Your goal
Reproduce the listing below verbatim, starting at the line that contains "Question. Place a dot on every instance of the pink petal" and continuing through the last line of the listing, both included.

Exercise input
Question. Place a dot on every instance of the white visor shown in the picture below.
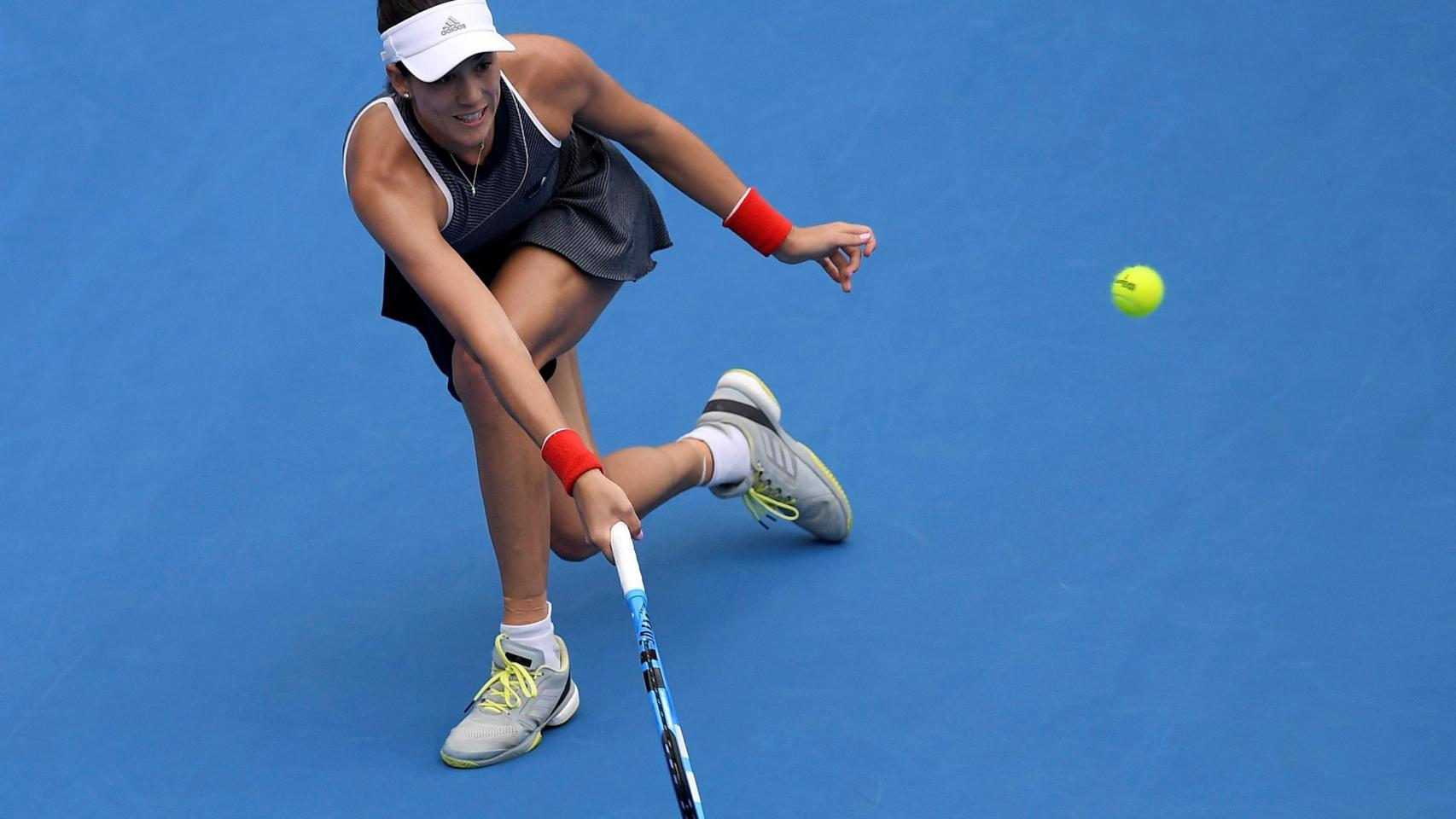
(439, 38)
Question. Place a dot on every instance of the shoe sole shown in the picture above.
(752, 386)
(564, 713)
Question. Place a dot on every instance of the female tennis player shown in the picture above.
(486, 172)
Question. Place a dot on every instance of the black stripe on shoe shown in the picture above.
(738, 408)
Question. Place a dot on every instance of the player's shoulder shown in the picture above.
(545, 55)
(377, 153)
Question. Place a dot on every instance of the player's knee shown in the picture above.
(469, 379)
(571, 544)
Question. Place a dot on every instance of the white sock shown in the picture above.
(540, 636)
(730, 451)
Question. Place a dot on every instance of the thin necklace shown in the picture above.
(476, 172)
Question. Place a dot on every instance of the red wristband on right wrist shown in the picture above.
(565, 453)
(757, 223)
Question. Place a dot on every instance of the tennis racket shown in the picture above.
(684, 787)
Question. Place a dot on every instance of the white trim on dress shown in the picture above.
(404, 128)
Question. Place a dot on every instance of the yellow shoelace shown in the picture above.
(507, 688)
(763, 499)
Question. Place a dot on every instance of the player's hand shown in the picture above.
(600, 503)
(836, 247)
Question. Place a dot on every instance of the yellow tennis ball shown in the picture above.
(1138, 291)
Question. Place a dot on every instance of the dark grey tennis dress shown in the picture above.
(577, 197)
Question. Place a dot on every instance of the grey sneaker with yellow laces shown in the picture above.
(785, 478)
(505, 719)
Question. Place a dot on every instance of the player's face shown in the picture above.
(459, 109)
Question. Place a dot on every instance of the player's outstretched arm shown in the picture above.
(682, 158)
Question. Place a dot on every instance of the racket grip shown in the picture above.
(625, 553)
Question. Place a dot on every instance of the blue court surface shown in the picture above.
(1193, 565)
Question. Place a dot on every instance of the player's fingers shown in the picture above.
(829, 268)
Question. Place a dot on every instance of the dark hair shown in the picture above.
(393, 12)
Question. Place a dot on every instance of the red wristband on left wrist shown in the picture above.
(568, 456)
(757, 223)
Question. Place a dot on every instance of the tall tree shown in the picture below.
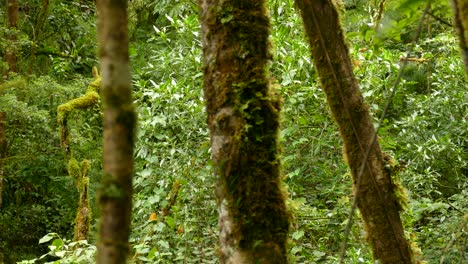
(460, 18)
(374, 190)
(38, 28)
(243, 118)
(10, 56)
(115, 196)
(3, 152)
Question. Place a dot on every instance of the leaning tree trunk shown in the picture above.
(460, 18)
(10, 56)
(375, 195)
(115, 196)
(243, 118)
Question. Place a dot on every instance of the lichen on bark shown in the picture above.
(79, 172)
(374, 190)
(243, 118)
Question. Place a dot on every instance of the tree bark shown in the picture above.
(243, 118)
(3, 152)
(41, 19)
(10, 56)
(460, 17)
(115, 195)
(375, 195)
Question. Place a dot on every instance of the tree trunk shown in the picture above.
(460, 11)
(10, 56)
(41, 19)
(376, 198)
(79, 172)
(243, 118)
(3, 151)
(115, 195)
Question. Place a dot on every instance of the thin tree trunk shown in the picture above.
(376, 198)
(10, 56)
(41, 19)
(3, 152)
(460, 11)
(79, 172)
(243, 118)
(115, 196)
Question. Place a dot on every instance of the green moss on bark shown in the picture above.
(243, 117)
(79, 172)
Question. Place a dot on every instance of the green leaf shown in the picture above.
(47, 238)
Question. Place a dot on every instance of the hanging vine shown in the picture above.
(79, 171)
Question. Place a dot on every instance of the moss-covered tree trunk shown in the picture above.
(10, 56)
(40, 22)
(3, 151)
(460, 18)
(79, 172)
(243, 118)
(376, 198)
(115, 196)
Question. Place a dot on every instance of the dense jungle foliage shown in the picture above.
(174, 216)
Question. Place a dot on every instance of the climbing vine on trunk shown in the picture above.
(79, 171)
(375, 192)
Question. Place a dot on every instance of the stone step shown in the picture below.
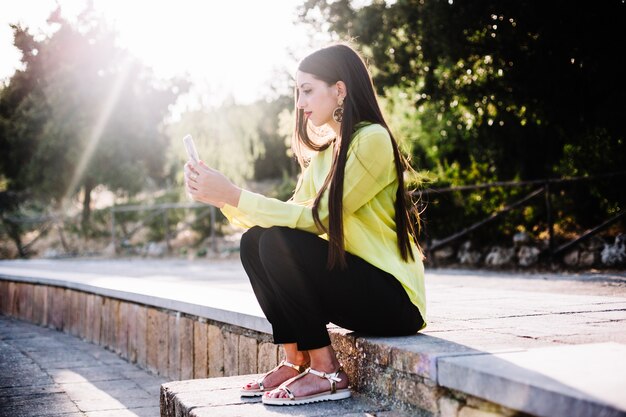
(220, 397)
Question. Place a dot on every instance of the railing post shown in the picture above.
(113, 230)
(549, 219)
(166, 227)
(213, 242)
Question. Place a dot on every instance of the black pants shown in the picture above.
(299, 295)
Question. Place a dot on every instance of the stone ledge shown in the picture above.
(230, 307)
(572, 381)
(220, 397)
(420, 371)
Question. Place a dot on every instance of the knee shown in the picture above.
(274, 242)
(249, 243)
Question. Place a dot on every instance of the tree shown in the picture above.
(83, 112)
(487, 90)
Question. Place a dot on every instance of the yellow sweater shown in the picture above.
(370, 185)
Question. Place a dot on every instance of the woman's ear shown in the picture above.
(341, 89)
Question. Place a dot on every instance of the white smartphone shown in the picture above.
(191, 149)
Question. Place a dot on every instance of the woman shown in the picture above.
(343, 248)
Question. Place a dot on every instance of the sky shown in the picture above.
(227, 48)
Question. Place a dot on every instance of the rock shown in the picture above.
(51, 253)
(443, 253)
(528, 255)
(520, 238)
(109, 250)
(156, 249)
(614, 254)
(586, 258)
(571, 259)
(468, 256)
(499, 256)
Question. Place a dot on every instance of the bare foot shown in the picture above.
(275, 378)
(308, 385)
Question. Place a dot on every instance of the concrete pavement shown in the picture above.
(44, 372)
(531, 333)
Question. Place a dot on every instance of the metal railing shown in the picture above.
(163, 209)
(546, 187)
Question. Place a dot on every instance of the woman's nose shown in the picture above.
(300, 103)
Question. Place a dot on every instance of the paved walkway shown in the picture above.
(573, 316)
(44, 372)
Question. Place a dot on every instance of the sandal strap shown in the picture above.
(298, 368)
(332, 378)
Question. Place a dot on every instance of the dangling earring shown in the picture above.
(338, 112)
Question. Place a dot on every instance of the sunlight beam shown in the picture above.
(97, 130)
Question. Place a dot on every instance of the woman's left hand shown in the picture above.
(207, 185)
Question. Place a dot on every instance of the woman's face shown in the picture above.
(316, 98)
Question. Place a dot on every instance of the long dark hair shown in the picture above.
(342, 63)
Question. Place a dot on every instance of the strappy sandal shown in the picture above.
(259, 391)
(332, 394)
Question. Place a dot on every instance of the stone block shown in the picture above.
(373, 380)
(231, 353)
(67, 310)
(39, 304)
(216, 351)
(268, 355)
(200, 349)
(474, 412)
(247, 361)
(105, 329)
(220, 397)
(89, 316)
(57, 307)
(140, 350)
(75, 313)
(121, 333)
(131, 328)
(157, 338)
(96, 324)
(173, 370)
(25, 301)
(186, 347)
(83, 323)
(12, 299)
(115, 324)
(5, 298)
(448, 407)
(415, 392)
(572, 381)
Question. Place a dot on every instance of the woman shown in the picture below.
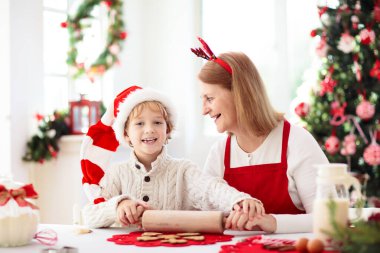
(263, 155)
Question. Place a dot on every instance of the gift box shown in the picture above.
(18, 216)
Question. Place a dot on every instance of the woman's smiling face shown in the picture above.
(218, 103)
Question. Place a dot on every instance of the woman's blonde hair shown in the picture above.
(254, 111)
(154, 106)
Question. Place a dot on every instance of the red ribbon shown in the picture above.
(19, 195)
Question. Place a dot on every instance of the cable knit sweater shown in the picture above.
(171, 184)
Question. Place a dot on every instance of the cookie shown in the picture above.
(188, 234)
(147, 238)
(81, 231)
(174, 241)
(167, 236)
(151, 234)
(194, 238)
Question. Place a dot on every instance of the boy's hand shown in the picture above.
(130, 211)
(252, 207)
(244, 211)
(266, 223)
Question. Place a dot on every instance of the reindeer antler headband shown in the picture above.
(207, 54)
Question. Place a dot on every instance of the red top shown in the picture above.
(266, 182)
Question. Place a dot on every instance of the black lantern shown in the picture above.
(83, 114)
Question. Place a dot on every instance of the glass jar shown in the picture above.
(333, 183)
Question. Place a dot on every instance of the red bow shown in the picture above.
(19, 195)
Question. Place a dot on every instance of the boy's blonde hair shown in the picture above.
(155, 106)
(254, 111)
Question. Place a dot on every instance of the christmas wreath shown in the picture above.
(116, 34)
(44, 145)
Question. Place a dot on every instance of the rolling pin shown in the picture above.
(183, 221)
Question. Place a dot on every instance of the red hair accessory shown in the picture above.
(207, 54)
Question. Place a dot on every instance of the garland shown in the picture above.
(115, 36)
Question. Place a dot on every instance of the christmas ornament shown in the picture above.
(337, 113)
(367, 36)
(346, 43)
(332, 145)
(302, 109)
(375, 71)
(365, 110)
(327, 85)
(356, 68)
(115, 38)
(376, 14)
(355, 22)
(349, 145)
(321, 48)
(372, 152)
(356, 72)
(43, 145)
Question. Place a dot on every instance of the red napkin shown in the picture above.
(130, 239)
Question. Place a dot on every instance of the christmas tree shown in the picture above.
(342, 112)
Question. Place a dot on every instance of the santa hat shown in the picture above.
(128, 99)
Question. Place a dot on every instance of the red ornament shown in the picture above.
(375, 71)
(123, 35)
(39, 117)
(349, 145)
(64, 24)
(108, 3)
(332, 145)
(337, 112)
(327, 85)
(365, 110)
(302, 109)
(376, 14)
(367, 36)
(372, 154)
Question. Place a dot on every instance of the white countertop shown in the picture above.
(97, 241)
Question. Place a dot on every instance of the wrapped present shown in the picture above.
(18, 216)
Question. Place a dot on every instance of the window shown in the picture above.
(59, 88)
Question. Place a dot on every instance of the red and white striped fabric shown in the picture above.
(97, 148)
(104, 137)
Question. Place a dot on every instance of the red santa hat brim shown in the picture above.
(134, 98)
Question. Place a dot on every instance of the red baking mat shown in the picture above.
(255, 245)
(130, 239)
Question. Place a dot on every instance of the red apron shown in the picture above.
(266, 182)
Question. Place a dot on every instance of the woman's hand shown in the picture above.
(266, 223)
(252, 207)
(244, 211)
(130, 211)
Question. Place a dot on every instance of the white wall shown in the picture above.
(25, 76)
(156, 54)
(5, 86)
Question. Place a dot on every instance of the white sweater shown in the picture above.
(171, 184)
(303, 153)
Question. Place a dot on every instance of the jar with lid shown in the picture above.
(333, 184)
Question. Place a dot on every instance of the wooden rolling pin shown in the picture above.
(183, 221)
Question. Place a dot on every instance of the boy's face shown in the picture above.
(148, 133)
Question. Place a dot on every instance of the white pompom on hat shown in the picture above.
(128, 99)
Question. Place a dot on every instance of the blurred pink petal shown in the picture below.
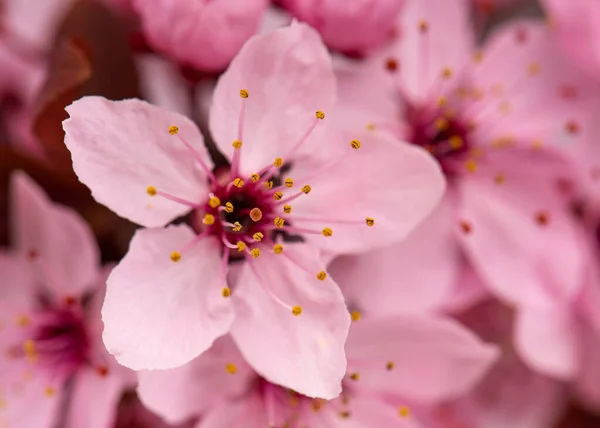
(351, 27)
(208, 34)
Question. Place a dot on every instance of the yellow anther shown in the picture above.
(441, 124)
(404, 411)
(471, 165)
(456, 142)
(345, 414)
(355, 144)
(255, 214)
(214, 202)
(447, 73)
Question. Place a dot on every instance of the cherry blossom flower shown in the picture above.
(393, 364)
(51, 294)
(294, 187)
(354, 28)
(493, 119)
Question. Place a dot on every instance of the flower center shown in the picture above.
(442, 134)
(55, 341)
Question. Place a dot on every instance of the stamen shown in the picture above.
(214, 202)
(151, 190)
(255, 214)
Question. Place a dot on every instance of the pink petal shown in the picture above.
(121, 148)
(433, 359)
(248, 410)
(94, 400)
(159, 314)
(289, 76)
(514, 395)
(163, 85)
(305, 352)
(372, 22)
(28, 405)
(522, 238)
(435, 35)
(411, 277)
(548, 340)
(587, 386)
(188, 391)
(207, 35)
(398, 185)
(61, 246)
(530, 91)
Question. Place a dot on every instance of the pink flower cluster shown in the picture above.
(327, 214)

Written response
Question. Place a dot on every instance of the pink petal shown in the picture above.
(121, 148)
(433, 359)
(248, 410)
(94, 400)
(159, 314)
(289, 76)
(514, 395)
(163, 85)
(305, 352)
(372, 22)
(28, 405)
(522, 238)
(435, 35)
(411, 277)
(548, 340)
(587, 386)
(188, 391)
(207, 35)
(398, 185)
(61, 246)
(530, 91)
Question. Place a dot on every instance of the pink flower cluster shown in the picture above.
(327, 214)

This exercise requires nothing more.